▸ **Prompt**
Do these statements agree with the implementation science table? Answer yes or no for each, quoting the deciding words. 1. Pre-intervention planning steps 1 and 2 can take place at the same time. 2. The outcome gap is the difference between current and ideal practice. 3. Barriers and enablers of selected behaviors are to be identified without a theoretical framework.

▸ **Text segment**
Published in final edited form as: Emerg Med J. 2016 Feb 18;33(9):660–664. doi: 10.1136/emermed-2015-205461

Table 1.

Steps for Conducting Implementation Science and Pre-Intervention Planning Research

I. PRE-INTERVENTION PLANNING STEPS
1. Describe the evidence to be translated and its relation to a health problem. Steps 1 and 2 can occur concurrently
  a. What evidence (health related behavior, test, procedure, treatment, intervention, program) will be translated?
  b. Justify the evidence is ready to be translated (including in the local context)
  c. What health problem will translation of the evidence improve? Justify selection of this health problem as a priority in the setting you plan to work.

2. Identify stakeholder communities and conduct outreach to work with them. (if not completed in step 1)
  a. List key communities/stakeholders involved in translating your evidence
  b. Consider vested interests of key communities/stakeholders
  c. Describe plan for engaging communities/stakeholders

 3. Describe the Evidence-Practice Gap
  a. Performance gap. What is the difference between current and ideal practice and behaviors? What are the underlying conditions and context?
  b. Outcome gap. How much improvement in health outcomes (safety, effectiveness, efficiency, patient-centeredness, timeliness and/or eliminating disparities in care) could be achieved if the performance gap was eliminated?
  c. Could unintended consequences result from attempts to change practices or conditions contributing to performance gap?

 4. Determine the Population, Organization and/or Stakeholder Readiness for Change
  a. Strategic. Is addressing the problem area part of strategic priorities?
  b. Structural. Are there local programs or resources that will facilitate implementation and sustain the improvement activity after the project team is done?

II. INTERVENTION DESIGN STEPS
1. Describe evidence-practice gap in behavioral terms (Who needs to do what differently?)
2. Select behaviors upon which to frame the implementation strategy
3. Identify barriers and enablers of selected behaviors using a theoretical framework
4. Select evidence-based strategies for behavior change (using the chosen theory or framework)
III. IMPLEMENTATION STRATEGY EVALUATION STEPS
1. Identify and measure mediators of change
  NOTE: may repeat some steps above or look at institutional/community behavior change theories and frameworks.

▸ **Source information**

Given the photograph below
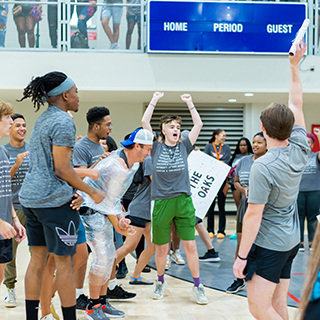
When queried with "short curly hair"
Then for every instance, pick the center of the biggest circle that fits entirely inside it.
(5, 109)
--
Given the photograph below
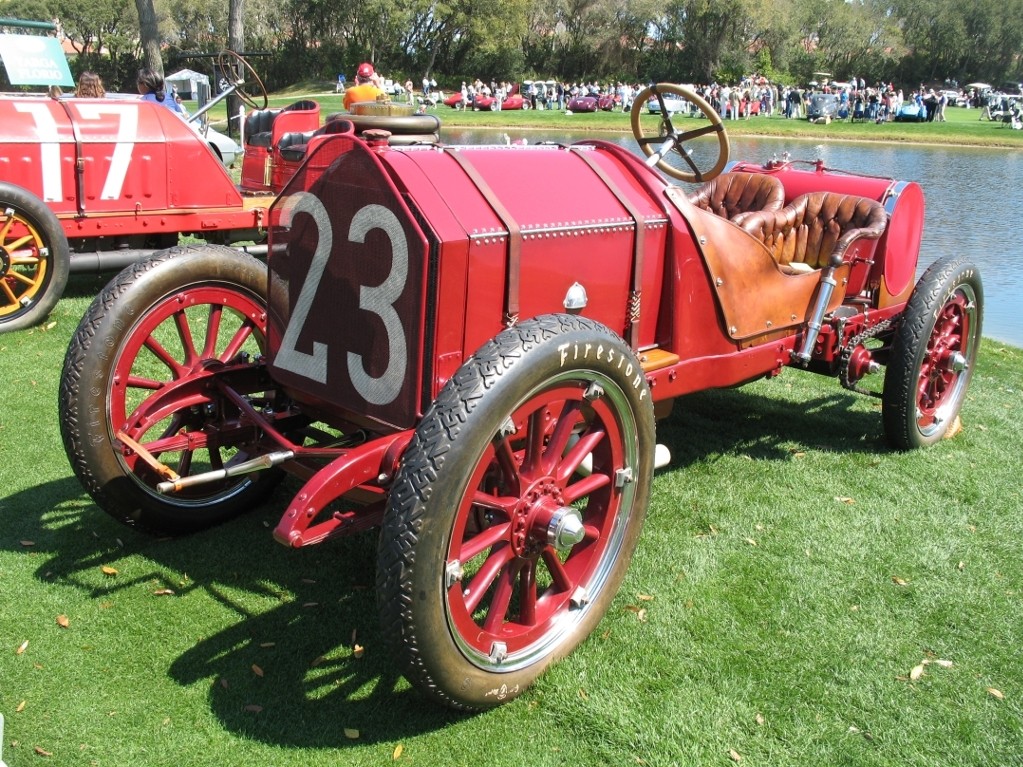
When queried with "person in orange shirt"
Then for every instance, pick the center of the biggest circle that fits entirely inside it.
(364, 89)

▸ **Solution to this problem**
1. Yes: "Steps 1 and 2 can occur concurrently"
2. No: "Performance gap. What is the difference between current and ideal practice and behaviors?"
3. No: "Identify barriers and enablers of selected behaviors using a theoretical framework"